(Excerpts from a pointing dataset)
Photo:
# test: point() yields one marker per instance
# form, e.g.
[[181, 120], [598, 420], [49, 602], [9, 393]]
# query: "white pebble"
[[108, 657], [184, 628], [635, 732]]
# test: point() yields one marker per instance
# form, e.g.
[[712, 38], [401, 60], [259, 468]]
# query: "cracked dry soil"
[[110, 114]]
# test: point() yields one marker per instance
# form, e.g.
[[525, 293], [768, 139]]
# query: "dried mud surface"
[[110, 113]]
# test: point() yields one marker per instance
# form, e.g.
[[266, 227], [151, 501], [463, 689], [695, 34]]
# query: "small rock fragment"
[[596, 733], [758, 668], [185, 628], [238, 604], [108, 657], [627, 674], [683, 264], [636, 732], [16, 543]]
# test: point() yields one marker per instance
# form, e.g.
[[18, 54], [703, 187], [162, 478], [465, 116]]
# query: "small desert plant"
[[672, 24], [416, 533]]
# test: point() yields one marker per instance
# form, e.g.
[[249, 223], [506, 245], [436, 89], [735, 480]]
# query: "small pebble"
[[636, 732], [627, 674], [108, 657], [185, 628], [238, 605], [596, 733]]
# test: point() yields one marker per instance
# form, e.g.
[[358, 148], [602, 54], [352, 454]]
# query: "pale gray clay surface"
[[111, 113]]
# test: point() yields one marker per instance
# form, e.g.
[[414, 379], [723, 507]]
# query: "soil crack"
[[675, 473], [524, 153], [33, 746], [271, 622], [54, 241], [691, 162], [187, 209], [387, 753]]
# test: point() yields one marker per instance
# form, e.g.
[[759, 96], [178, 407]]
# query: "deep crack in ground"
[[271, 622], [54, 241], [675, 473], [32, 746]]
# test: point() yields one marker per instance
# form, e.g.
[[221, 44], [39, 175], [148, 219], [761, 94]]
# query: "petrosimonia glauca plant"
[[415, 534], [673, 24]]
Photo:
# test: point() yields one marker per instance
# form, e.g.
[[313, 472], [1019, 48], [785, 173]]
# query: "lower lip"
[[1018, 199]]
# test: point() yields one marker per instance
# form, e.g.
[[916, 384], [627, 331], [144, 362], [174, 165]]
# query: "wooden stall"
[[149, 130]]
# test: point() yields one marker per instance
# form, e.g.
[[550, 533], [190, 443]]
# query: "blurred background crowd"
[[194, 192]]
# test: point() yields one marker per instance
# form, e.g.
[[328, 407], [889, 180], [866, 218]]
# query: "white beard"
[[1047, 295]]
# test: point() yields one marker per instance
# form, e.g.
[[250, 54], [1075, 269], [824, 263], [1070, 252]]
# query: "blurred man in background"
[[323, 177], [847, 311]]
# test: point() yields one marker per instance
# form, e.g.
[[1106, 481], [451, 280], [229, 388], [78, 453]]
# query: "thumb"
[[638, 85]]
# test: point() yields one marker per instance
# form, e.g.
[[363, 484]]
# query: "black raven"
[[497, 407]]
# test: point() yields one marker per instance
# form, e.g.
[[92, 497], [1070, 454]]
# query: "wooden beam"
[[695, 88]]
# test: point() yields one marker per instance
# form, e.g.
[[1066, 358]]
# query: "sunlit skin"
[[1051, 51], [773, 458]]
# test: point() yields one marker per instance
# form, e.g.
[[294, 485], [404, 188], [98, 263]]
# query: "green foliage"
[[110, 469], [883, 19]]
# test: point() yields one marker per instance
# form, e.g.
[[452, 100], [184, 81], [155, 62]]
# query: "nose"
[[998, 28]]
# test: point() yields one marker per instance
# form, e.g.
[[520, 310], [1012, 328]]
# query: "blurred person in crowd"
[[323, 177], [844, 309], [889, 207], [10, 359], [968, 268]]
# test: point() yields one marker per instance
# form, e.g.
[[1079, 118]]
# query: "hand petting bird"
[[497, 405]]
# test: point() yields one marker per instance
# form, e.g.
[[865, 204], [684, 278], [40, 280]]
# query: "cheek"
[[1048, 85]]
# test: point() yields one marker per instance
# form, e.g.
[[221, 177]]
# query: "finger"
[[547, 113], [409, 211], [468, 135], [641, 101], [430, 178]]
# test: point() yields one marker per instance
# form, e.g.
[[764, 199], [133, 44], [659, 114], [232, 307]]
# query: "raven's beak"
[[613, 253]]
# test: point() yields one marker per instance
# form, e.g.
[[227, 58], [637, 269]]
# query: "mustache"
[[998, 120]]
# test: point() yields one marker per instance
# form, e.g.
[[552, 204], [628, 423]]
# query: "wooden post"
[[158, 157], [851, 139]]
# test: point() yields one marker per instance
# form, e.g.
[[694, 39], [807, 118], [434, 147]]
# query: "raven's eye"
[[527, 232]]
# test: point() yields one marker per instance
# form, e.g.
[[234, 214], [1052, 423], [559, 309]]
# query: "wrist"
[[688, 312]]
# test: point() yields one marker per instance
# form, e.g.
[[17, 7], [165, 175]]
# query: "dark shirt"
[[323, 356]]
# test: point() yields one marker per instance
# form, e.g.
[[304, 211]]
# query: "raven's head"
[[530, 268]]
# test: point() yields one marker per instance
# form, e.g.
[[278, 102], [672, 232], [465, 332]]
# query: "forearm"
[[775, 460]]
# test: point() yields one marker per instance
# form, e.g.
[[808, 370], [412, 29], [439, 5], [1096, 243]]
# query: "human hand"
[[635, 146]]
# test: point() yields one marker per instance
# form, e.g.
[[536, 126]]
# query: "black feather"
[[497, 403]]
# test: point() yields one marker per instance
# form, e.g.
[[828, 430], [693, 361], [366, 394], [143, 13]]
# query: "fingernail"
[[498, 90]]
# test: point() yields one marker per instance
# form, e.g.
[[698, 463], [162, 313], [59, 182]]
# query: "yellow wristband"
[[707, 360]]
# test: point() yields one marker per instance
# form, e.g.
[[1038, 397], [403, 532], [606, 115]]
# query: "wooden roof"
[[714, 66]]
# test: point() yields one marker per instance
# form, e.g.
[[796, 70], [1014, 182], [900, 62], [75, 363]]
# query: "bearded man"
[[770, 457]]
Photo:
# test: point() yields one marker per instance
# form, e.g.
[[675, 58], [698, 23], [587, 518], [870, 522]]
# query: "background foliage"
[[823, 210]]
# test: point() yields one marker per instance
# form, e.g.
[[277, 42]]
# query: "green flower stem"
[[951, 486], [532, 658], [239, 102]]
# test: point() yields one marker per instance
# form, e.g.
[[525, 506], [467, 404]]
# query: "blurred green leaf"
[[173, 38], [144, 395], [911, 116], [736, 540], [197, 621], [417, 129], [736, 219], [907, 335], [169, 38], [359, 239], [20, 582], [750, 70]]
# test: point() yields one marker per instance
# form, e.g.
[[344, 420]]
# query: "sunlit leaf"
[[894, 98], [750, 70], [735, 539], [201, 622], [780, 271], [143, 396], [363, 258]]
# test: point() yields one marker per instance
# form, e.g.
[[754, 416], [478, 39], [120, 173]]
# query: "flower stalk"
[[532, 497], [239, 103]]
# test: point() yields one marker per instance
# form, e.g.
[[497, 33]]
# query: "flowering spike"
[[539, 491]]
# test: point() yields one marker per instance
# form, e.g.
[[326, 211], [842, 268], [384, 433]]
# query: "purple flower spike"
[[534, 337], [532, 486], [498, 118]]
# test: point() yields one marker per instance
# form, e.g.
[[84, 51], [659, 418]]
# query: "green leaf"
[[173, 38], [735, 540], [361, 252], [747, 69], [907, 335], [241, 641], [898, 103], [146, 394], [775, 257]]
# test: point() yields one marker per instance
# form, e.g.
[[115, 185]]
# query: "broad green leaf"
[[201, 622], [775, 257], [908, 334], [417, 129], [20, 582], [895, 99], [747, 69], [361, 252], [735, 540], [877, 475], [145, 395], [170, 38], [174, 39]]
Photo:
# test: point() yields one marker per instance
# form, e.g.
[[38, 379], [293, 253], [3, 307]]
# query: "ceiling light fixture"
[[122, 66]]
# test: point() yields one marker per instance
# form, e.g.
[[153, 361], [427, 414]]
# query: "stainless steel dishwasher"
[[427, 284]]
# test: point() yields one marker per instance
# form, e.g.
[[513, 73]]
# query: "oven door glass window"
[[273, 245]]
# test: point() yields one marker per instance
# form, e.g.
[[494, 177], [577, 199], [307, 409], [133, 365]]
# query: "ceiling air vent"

* **Goal of the exercise**
Rewrite the lines from the start through the line that contains "[[1047, 295]]", changing "wooden stall" to "market stall" and leaving everything else as it is.

* **Exercise result**
Photo:
# test: point() yields one marker per instance
# form, e.g.
[[181, 120], [598, 420], [49, 602], [9, 393]]
# query: "white pebble"
[[108, 657], [184, 628], [635, 732]]
# test: point() yields one marker per instance
# form, e.g.
[[712, 38], [401, 60], [259, 468]]
# query: "cracked dry soil"
[[110, 114]]
# test: point() yields one marker per instance
# form, e.g.
[[525, 293], [768, 139]]
# query: "dried mud surface"
[[110, 113]]
# test: point() yields one marker per instance
# form, e.g.
[[266, 227], [151, 501], [463, 689], [695, 34]]
# query: "small rock fragment"
[[596, 733], [758, 668], [185, 628], [238, 604], [108, 657], [627, 674], [683, 264], [636, 732], [16, 543]]
# test: point() yields one marker per instance
# form, e.g.
[[18, 54], [703, 187], [162, 478], [465, 116]]
# query: "small desert plant"
[[672, 24], [416, 533]]
# test: point() yields one marker per instance
# form, e.g.
[[249, 223], [506, 245], [436, 89], [735, 480]]
# query: "small pebble"
[[636, 732], [627, 674], [108, 657], [185, 628], [238, 605], [596, 733]]
# test: point() yields one marker per instance
# form, e.g.
[[358, 148], [602, 54], [352, 454]]
# query: "pale gray clay surface"
[[111, 113]]
# test: point() yields one marker per instance
# form, e.g.
[[414, 379], [723, 507]]
# query: "soil crack"
[[675, 473], [524, 153], [33, 746], [271, 622], [54, 241], [691, 162], [187, 209], [387, 753]]
# test: point() yields one marker per instance
# form, e.g.
[[759, 96], [178, 407]]
# query: "deep crack in ground"
[[271, 622], [54, 241], [675, 473], [32, 746]]
# test: point() yields one marker per instance
# form, e.g.
[[221, 44], [39, 175], [148, 219], [761, 94]]
# query: "petrosimonia glauca plant"
[[415, 534], [673, 24]]
Photo:
# test: point() yields one marker per instance
# form, e.g.
[[313, 472], [1019, 48], [785, 173]]
# query: "lower lip"
[[1018, 199]]
# test: point() yields one marker per instance
# form, e.g.
[[916, 384], [627, 331], [144, 362], [174, 165]]
# query: "market stall"
[[149, 130]]
# test: point() yields one marker per instance
# form, e.g.
[[550, 533], [190, 443]]
# query: "blurred background crowd"
[[194, 192]]
# test: point() yields one marker per instance
# form, e.g.
[[328, 407], [889, 180], [866, 218]]
# query: "white beard"
[[1047, 295]]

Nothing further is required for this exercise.